Tulisan ini merupakan apresiasi kepada mereka yang berada di harian FAJAR Makassar, sebab telah memberi inspirasi kepadaku juga kepada masyarakat Indonesia.
Happy Anniversary ke-34, Harian FAJAR.***
Tak seperti biasanya. Entah mengapa, alam bawah sadarku menggerakkan penaku untuk memberi titahnya pada kertas elektronik ini.
Hari ini, aku ingin sekali melangkahkan kaki di gedung itu lagi.
Gedung tinggi pencakar langit dengan 19 lantai selalu saja menenteramkan hati dan jiwa ketika bertandang kesana.
Bersih, canggih, bersahaja dan permai. Kata itulah yang pas untuk suasana di gedung yang bernama "Graha Pena" itu.
Tahun 2013 silam, ketika aku baru lulus SMA, saat aku hendak melanjutkan pendidikanku ke salah satu perguruan tinggi negeri di Makassar.
Setiba di Makassar, aku lalu berkeliling melihat gedung-gedung pencakar langit. Ya, aku melihat gedung itu, gedung tinggi, dengan bagian atas runcing. Aku lalu masuk ke gedung itu.
Singkat cerita, saking senang dan jiwa penasarannya, beberapa kali aku masuk ke gedung itu.
Pertama, saat aku mengikuti acara yang menghadirkan ust. Maulana.
Acara kedua, aku datang ke gedung itu untuk mengikuti launching buku dari seorang remaja, Iin Fadhilah Tammasse.
Saat itu sastrawan besar negeriku juga datang, ya siapa yang tak mengenal Taufiq Ismail. Seorang dokter hewan namun sangat lihai membingkai kata-kata indah menjadi rangkaian sajak-sajak puitis.
Disaat itu pula aku melihat sosok seseorang yang aku kagumi sampai saat ini. Mulai dari tulisan-tulisannya yang terus memenuhi kolom "I LOVE MONDAY" di harian Fajar setiap hari senin hingga pada kharismanya ketika membawakan materi kepenulisan.
Namanya Faisal Syam. Murah senyum, sederhana, baik hati dan orangnya lain dari yang lain.
Aku pernah mengirimkan pesan singkat dalam rangka memberi feedback atas tulisannya. Alhamdulillah aku senang sekali, sebab seorang penulis yang memiliki jabatan tinggi di perusahaan Fajar itu ternyata juga dapat berinteraksi dengan orang kecil sepertiku. Beliau juga mengagumi tulisan-tulisanku di blogku (www.emjipi.blogspot.com) bahkan beliau pernah mengatakan agar aku dapat membukukan tulisan-tulisanku didalam blog itu.
Pernah suatu ketika beliau mendatangi kampusku. Tepat di LT Fakultas Dakwah dan Komunikasi (FDK). Saat itu beliau sedang mem-bedah bukunya yang berjudul "I Love Monday."
· · ·
• **Tujuan Tugas**: Sambung tulisan kenangan tentang harian FAJAR di atas, mulai tepat setelah kalimat terakhirnya.

• **Bagian Data**:
· · ·
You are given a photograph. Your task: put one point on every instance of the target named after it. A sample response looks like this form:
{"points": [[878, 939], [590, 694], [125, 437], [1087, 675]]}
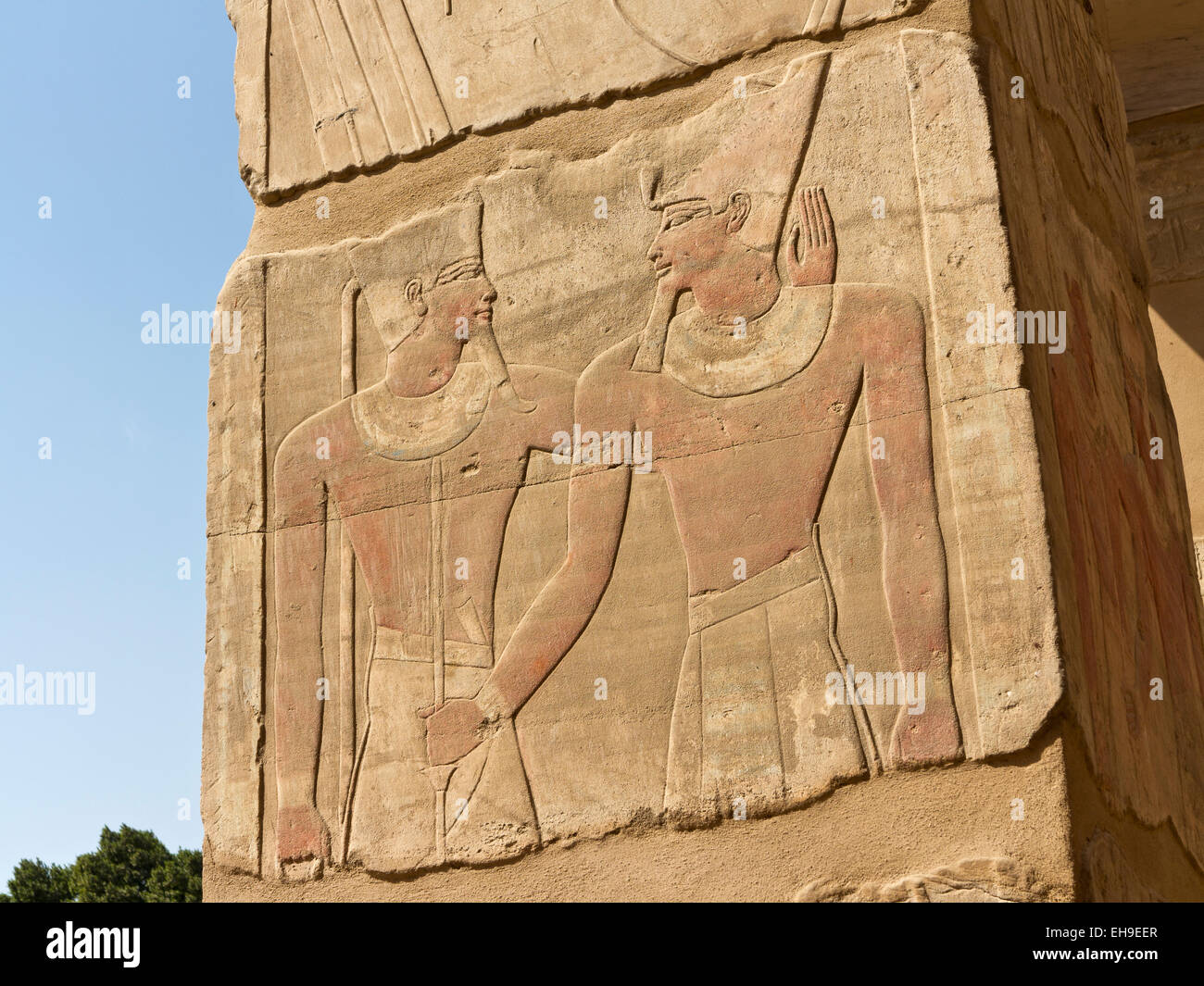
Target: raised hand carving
{"points": [[810, 245]]}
· · ·
• **Jawaban**:
Saat kegiatan bedah buku itu berlangsung, aku tidak sedang berada di tempat. Saat itu aku masih berada di auditorium kampusku sedang mengikuti seminar. Akan tetapi, seketika itu aku mendapat pesan singkat dari kawanku di jurusan Jurnalistik yang sedang berada di LT FDK saat sedang mendengarkan materi yang dibawakan oleh Faisal Syam.
Dalam pesannya temanku yang bernama Afril itu mengatakan, "Galang.. namamu disebut oleh Kak Faisal Syam sekarang di LT Fakultasku."
Seketika itu pula aku langsung meninggalkan gedung auditorium dan bergegas pergi ke LT FDK untuk ikut serta mendengarkan materi yang dibawakan oleh Kak Faisal Syam.
Akhirnya aku pun melihatnya. Seorang penulis yang masih sangat muda, namun telah sukses di media.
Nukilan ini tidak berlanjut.